### 해야 할 일:
아래 기록에서 "tree"라는 단어가 들어 있는 줄을 하나도 빠뜨리지 말고 모두 보여 주세요.

### 작업 자료:
◇ ◇ ◇ ◇ ◇
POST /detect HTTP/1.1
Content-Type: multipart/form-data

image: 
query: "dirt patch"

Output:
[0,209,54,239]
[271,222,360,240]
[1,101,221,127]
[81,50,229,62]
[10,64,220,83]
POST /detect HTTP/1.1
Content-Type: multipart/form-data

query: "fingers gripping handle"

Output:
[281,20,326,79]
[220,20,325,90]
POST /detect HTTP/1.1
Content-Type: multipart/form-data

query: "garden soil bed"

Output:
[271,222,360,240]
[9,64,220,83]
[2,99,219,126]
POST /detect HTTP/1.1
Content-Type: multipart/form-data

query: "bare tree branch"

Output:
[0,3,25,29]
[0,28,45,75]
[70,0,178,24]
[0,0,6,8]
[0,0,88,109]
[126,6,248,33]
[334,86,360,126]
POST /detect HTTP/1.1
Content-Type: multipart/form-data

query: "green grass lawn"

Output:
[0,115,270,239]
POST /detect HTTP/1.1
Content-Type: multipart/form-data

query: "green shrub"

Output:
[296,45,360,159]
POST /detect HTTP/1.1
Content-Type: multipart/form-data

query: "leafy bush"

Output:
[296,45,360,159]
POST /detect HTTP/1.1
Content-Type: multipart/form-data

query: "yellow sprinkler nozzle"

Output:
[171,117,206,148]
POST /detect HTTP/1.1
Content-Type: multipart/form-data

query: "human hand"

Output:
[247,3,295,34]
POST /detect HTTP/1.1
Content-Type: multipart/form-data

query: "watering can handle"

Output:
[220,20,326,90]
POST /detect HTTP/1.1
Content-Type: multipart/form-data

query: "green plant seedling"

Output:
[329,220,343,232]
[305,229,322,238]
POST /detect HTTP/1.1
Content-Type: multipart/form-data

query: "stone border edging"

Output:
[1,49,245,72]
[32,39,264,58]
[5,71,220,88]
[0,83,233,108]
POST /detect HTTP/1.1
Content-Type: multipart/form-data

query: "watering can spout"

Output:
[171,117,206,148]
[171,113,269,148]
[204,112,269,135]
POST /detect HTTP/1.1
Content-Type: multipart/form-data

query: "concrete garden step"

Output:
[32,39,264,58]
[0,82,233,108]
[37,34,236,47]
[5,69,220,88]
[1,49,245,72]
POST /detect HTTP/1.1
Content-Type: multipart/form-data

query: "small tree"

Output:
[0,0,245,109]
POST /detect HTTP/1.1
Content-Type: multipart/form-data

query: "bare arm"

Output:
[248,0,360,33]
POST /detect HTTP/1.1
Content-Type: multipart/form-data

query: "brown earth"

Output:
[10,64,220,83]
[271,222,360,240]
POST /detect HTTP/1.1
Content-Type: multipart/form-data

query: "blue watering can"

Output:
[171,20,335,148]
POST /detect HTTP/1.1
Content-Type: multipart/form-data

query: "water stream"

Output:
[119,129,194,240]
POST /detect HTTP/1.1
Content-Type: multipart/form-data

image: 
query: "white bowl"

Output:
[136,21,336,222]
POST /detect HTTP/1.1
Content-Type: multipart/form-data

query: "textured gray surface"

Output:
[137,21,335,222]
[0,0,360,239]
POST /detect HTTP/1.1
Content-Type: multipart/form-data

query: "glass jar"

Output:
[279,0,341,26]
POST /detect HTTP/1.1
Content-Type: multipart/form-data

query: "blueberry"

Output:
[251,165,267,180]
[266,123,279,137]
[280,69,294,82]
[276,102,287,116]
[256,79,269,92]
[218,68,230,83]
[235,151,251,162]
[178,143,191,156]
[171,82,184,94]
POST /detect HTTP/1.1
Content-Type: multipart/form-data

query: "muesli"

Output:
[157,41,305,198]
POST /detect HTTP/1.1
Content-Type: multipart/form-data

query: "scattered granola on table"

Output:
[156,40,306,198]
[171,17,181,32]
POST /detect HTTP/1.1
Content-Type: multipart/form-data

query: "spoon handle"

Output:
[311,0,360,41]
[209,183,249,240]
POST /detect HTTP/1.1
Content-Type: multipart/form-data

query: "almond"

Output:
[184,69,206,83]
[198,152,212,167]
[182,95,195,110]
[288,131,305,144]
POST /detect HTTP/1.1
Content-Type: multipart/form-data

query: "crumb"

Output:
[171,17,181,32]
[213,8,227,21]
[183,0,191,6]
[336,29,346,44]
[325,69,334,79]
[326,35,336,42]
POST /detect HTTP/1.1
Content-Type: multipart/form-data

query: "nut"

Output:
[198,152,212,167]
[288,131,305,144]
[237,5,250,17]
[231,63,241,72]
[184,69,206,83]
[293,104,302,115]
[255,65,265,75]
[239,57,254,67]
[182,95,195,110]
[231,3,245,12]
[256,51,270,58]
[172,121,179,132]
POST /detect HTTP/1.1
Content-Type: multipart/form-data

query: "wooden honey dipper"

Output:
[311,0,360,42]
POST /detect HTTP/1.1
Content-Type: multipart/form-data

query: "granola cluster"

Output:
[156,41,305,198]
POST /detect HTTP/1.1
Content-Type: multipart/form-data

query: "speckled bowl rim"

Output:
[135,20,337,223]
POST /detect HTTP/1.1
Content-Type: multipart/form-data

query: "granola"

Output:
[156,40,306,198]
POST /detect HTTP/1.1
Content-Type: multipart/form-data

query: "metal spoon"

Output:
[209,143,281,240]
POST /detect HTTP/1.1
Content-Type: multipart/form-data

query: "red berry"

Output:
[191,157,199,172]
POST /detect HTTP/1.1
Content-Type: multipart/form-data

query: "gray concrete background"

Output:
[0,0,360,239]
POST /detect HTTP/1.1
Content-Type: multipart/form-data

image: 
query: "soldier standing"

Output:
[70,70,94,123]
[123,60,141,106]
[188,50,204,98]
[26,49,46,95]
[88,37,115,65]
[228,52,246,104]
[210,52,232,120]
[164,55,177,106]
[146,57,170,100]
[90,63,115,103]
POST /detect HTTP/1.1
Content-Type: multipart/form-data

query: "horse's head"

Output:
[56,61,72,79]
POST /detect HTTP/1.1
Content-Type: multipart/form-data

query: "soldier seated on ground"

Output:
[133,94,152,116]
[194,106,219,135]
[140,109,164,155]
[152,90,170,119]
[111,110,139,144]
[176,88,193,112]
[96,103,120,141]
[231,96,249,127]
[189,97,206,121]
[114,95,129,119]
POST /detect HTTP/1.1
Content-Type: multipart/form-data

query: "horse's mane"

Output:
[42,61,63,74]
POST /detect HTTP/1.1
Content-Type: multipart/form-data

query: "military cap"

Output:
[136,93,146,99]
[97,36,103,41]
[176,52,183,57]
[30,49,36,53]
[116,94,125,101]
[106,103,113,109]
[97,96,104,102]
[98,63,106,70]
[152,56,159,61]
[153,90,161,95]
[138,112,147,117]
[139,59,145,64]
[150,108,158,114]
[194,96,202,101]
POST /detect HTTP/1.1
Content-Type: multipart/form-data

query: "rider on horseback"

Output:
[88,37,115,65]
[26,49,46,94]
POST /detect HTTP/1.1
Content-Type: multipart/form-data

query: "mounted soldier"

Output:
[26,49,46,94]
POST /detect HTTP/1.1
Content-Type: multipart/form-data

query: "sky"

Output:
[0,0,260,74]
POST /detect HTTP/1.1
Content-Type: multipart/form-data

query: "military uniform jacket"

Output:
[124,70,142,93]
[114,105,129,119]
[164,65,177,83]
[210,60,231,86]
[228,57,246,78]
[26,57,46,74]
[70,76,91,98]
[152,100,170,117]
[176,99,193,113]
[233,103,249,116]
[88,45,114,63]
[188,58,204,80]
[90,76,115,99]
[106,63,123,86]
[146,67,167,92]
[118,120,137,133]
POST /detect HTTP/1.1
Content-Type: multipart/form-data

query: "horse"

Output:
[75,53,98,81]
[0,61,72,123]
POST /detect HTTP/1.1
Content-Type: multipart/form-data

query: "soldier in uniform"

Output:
◇ ◇ ◇ ◇ ◇
### 답변:
query: "bare tree branch"
query: "small tree"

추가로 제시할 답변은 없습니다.